[Location identification entries]
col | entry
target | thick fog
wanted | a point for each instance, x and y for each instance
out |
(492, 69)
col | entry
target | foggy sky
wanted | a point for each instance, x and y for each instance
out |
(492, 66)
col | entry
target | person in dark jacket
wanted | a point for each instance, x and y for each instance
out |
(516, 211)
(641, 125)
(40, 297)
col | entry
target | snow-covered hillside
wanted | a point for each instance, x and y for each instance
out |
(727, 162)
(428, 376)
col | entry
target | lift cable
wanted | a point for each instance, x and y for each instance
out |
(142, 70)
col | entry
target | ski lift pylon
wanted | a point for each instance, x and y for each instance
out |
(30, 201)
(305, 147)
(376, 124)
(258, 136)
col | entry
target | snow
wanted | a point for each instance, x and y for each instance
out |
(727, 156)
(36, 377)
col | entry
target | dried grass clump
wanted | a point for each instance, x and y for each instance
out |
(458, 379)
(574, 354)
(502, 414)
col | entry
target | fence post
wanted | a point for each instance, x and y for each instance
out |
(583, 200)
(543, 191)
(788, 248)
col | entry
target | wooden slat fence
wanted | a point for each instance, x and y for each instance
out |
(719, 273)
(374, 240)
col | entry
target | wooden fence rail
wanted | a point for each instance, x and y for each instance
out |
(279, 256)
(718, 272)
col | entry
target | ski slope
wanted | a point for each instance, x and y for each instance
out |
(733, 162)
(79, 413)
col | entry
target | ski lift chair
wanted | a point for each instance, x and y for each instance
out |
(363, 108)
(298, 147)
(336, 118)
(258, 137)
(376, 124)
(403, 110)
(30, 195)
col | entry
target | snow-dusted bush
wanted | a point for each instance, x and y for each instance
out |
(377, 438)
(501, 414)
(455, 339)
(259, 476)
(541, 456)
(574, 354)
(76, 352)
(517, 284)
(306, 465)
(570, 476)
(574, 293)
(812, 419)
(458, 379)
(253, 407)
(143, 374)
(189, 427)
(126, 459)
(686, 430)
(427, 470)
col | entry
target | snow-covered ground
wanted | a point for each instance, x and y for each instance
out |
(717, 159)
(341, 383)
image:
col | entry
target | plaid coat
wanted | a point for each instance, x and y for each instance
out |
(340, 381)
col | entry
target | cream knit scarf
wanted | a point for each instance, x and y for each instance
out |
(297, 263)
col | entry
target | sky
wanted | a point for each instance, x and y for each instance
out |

* [What is needed]: Return the listing above in full, character for character.

* [Solution]:
col | entry
target | thick fog
wanted | a point for each instance, x and y for each instance
out |
(492, 69)
col | entry
target | foggy sky
wanted | a point for each instance, x and y for each instance
out |
(492, 66)
col | entry
target | person in dark jacket
wanted | a point for each instance, x and y for each instance
out |
(516, 211)
(641, 125)
(40, 297)
col | entry
target | snow-covered hillside
wanted | a point for each instance, x and y for each instance
out |
(727, 162)
(428, 376)
col | entry
target | lift cable
wanted | a point for each instance, x and y for each instance
out |
(142, 70)
col | entry
target | ski lift pylon
wanted | a point for each instance, x and y for each instance
out |
(30, 201)
(305, 147)
(376, 124)
(258, 136)
col | entry
target | snow
wanted | a point for each instance, x and y for each instance
out |
(727, 156)
(36, 377)
col | entry
target | dried grass clump
wanted | a point for each instance, x and y for each instance
out |
(458, 379)
(574, 354)
(502, 414)
col | entry
target | fence post
wanted | a point for each instance, x and y for each instance
out |
(583, 200)
(543, 191)
(788, 248)
col | entry
target | wooden slat fence
wanted | a point for each instance, x and y for each instance
out |
(719, 273)
(374, 240)
col | entry
target | wooden fence rail
wanted | a point for each instance, x and y for each instance
out |
(279, 256)
(718, 272)
col | entry
target | ski slope
wanted | a point for each instance, x and y for each instance
out |
(733, 162)
(79, 413)
col | entry
target | ski lift chair
wanted | a point for each instance, x and y for each instance
out |
(363, 108)
(298, 147)
(336, 118)
(258, 137)
(376, 124)
(403, 110)
(30, 195)
col | entry
target | snow-dusted bush
wanted | a point for each instance, x and y for each instance
out |
(377, 438)
(501, 414)
(455, 339)
(259, 476)
(541, 456)
(574, 354)
(76, 352)
(517, 284)
(306, 465)
(570, 476)
(574, 293)
(812, 419)
(458, 379)
(253, 407)
(143, 374)
(189, 427)
(126, 459)
(686, 430)
(427, 470)
col | entry
target | snow-covered ground
wanted | a point for each instance, x and y for each instance
out |
(717, 159)
(341, 383)
image:
col | entry
target | plaid coat
wanted | a point for each instance, x and y for each instance
out |
(340, 381)
col | entry
target | cream knit scarf
wanted | a point for each instance, x and y for each instance
out |
(297, 263)
col | entry
target | sky
wanted | a point for each instance, x and y for each instance
out |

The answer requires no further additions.